### Task set
1/ In the page on authoring scenario data, translate this sentence into Spanish: "This keeps content authoring decoupled from the build and lets non-engineers add cases."
2/ Answer these questions using the page on authoring scenario data.
(a) In which folder are the scenario JSON files kept?
(b) What does the loader use to discover every *.json file in that folder?
(c) What value does the example scenario give for "difficulty"?
3/ From the page on authoring scenario data, write out the passage starting at "data/scenarios/<task-id>.json — a" and ending at "no registry edit.", swapping "loader" for "importer".

### Quoted passage
^^^^

Skip to main content

Authoring Scenario Data

Scenario data is separate from code — one JSON file per task type in data/scenarios/. This keeps content authoring decoupled from the build and lets non-engineers add cases.

The file convention

data/scenarios/<task-id>.json — a JSON array of scenarios. The loader (src/data/scenarios.ts) auto-discovers every *.json in that folder via import.meta.glob, so dropping in a new file is enough; no registry edit.

Scenario shape

[
{
"id": "mt-1",
"taskTypeId": "my-task",
"difficulty": 2,
"adversarial": false,
"input": {
"text": "Classify this item: ...",
"imageUrl": "/data/assets/my-task/mt-1.png",
"documents": ["--- optional doc ---\n..."]
},
"groundTruth": { "result": "allowed", "confidence": 0.9 },
"correctOutcome": { "verdict": "accept", "pass": true, "summary": "allowed item" },
"blurb": "one-line lobby description"
}
]
FieldRequiredNotes
idyesunique, e.g. mt-1
taskTypeIdyesmust match a registered task
difficultyyes1, 2, or 3
input.textone ofthe prompt text the worker sees
input.imageUrlfor visionasset path (served from /data/assets/)
input.documentsoptionalattached doc text
groundTruthyesthe authored answer — must validate against the task schema
correctOutcomeyesthe answer key (verdict / pass / summary)

^^^^

### Record set

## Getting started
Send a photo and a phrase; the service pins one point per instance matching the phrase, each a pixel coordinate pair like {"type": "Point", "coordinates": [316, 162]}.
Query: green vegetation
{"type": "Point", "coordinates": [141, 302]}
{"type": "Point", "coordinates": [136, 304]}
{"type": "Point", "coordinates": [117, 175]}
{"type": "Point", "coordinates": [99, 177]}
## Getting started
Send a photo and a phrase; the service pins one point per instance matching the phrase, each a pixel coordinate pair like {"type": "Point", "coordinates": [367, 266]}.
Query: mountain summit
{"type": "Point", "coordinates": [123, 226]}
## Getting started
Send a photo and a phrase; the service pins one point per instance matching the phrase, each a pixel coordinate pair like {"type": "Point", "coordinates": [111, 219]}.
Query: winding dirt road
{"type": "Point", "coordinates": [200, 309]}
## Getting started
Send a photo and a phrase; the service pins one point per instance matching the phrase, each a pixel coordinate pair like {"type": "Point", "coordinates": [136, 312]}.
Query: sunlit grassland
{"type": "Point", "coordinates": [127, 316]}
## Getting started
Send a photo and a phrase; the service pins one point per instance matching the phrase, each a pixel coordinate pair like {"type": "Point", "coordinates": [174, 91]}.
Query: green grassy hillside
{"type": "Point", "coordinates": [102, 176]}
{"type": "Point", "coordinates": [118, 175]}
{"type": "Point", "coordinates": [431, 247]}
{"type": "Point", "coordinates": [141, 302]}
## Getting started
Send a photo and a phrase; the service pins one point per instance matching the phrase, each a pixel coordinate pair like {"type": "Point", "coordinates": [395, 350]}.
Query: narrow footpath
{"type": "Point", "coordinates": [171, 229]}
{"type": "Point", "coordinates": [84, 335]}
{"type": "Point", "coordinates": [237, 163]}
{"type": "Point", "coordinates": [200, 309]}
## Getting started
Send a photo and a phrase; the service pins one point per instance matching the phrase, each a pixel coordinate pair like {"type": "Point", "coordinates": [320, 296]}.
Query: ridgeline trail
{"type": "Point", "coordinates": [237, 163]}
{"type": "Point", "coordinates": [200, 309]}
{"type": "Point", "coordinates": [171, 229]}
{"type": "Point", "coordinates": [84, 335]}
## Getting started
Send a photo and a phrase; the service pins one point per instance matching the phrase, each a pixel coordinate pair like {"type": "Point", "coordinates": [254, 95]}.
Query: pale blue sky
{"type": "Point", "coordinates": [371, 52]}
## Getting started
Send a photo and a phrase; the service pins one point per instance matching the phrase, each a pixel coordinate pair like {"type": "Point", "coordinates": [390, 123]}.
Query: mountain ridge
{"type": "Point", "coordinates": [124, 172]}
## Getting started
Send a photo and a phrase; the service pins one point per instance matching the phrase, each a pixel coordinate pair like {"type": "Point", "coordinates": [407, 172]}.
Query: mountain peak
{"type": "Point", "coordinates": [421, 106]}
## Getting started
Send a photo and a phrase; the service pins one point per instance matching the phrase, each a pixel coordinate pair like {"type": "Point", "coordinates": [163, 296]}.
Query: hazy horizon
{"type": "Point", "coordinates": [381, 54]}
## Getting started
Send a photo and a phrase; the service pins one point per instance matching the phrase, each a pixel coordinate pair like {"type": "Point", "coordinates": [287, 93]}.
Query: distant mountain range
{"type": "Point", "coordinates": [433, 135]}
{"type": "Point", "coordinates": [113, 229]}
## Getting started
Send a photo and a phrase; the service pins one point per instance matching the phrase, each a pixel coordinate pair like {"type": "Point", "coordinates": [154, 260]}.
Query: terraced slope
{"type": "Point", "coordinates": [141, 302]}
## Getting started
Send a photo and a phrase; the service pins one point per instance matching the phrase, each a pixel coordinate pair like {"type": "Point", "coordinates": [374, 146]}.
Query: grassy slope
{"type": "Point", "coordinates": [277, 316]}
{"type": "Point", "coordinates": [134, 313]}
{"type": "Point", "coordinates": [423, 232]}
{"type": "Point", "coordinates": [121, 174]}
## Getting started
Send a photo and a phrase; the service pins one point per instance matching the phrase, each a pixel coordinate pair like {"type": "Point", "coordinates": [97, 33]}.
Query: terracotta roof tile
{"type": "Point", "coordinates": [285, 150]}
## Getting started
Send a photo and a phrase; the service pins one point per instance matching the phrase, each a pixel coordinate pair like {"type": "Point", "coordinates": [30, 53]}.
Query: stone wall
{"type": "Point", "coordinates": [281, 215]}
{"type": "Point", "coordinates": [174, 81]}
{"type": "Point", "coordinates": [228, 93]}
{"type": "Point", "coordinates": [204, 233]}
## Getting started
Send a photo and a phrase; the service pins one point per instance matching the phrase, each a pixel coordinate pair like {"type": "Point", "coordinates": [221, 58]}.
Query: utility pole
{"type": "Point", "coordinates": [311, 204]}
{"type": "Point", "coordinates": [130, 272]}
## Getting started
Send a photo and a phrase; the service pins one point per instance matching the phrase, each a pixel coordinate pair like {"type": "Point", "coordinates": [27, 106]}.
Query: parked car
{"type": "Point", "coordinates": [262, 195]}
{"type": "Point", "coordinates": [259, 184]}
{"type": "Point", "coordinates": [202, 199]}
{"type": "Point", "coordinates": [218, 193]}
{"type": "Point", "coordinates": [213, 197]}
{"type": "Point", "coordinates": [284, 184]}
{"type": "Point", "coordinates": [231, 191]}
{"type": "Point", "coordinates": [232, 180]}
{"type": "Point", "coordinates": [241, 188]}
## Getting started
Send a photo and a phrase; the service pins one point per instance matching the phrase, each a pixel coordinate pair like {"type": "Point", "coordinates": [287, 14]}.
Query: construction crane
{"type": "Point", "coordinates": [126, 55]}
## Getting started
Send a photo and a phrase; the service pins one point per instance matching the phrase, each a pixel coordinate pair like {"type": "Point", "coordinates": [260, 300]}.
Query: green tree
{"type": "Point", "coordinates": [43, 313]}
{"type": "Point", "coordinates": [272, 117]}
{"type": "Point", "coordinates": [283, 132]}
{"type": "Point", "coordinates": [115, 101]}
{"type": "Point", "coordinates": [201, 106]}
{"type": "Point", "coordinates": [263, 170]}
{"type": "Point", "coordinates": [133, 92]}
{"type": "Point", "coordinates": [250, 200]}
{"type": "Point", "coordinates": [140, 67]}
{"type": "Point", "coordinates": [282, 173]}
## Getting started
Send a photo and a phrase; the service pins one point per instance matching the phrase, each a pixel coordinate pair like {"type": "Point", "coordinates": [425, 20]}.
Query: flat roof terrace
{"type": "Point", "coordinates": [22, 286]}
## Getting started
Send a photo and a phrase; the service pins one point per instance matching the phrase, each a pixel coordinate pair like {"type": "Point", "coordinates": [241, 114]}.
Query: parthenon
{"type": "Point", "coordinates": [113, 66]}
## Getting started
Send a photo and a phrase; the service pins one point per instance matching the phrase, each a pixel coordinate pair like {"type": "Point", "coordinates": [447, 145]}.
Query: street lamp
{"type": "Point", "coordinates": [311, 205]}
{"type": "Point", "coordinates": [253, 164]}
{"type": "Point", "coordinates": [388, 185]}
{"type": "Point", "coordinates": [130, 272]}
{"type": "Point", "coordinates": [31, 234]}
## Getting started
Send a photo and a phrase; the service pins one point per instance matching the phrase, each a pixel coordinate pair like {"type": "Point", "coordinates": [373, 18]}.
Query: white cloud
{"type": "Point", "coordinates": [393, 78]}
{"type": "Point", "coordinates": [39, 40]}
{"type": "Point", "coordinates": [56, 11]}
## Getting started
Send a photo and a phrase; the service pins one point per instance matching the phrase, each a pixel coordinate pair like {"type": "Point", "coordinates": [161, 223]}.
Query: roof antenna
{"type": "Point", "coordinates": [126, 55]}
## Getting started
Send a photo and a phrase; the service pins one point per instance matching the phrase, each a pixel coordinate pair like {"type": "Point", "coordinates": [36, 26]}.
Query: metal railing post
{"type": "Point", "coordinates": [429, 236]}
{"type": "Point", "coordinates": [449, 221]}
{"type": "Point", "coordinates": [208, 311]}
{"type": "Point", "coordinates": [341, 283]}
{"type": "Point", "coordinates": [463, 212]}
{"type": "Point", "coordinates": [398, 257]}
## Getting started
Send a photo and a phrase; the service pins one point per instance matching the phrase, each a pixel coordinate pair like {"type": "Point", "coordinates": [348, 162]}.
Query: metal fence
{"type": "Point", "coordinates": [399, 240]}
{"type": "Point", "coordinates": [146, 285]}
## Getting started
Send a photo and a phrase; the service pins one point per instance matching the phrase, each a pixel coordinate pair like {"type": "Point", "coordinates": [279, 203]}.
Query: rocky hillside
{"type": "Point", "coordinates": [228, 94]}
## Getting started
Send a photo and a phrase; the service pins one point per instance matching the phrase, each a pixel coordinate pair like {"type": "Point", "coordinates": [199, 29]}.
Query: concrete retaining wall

^^^^

### Answers to this exercise
1/ Esto mantiene la creación de contenido desacoplada de la compilación y permite que quienes no son ingenieros añadan casos.

2/
(a) data/scenarios/
(b) import.meta.glob
(c) 2

3/
data/scenarios/<task-id>.json — a JSON array of scenarios. The importer (src/data/scenarios.ts) auto-discovers every *.json in that folder via import.meta.glob, so dropping in a new file is enough; no registry edit.